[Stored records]
Content starts

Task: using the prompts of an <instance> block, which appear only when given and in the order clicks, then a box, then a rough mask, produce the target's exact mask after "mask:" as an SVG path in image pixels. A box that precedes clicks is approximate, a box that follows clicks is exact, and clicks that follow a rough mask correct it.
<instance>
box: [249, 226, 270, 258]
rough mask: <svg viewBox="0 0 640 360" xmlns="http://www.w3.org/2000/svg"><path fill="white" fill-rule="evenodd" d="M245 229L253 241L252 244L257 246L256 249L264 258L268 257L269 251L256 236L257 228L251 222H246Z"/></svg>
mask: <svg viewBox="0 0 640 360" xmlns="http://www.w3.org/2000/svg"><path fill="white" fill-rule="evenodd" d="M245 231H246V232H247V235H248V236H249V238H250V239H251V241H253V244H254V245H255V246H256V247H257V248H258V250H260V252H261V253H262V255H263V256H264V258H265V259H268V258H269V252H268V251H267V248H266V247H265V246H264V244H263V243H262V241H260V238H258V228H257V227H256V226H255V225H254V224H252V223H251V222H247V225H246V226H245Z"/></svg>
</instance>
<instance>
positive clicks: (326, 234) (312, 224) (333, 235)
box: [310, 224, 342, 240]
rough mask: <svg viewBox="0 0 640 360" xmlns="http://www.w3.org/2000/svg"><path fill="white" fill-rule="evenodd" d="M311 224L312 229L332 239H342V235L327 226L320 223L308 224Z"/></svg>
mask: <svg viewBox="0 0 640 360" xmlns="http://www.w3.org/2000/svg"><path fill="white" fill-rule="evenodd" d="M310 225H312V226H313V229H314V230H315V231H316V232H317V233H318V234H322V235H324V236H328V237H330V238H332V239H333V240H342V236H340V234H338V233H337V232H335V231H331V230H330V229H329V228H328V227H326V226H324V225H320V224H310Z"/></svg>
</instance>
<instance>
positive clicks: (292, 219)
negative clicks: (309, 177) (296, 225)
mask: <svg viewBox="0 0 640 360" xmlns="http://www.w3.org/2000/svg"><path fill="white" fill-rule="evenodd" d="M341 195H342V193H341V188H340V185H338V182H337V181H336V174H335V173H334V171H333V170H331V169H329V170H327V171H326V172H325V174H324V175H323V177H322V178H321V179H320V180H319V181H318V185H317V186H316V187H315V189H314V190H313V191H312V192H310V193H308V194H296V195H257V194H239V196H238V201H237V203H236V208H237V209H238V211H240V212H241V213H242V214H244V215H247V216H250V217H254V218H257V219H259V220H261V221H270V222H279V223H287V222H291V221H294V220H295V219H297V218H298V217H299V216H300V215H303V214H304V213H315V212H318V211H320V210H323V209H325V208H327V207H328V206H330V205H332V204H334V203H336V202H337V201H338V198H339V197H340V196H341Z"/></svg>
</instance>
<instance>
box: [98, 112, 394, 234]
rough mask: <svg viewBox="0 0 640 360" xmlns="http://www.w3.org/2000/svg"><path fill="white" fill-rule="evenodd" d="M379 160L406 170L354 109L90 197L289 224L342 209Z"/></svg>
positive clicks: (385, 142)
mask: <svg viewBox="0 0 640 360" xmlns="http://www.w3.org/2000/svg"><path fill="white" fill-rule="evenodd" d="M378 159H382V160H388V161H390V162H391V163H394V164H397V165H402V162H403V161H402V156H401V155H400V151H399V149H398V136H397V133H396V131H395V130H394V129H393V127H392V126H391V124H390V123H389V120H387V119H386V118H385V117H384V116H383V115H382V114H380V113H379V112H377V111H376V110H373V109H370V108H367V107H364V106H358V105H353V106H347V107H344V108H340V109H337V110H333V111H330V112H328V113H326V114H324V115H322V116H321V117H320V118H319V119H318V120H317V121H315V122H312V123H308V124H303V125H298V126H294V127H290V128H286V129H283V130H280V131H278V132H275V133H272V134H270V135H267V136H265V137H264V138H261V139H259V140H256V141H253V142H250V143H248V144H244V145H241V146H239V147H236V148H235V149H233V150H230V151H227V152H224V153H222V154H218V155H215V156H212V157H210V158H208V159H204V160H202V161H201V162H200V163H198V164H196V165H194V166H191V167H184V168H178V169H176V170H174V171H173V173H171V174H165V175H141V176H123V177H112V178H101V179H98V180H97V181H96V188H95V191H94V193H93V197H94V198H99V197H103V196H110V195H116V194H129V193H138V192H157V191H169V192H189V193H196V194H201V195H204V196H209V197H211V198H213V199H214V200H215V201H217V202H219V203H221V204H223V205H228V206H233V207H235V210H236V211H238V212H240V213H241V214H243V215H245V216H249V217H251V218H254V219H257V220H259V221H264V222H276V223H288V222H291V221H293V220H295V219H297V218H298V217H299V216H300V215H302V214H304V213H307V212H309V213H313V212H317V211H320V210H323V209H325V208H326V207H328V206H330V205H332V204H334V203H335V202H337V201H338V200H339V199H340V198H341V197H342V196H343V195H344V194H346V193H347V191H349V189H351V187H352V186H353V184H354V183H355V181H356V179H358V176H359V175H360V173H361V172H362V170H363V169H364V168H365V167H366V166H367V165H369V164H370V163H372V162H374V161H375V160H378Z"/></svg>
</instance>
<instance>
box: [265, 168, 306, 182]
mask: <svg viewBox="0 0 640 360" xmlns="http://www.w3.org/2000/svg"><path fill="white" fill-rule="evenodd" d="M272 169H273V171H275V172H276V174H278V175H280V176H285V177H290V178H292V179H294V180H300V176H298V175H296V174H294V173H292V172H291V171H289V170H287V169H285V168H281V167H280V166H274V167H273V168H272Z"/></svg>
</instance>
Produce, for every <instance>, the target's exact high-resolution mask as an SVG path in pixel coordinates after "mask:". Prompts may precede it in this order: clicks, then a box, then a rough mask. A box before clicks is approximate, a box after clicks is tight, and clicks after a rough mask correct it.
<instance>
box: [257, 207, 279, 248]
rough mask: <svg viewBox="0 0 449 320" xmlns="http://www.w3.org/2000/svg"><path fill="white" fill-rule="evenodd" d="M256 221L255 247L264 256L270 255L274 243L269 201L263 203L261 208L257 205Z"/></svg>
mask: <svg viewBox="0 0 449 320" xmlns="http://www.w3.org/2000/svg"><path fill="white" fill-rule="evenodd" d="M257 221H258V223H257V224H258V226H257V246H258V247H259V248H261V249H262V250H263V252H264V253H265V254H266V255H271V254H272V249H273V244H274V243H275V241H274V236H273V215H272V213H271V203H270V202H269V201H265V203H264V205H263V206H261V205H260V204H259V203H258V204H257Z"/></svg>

Content ends

Repeat the entries word for word, from the very start through the line containing "box: [249, 226, 270, 258]", including that line.

Answer to this exercise:
Task: using the prompts of an <instance> block, which appear only when given and in the order clicks, then a box, then a rough mask, produce the target's exact mask after "mask:" as an SVG path in image pixels. A box that precedes clicks is approximate, a box that follows clicks is exact, and clicks that follow a rough mask correct it.
<instance>
box: [249, 226, 270, 258]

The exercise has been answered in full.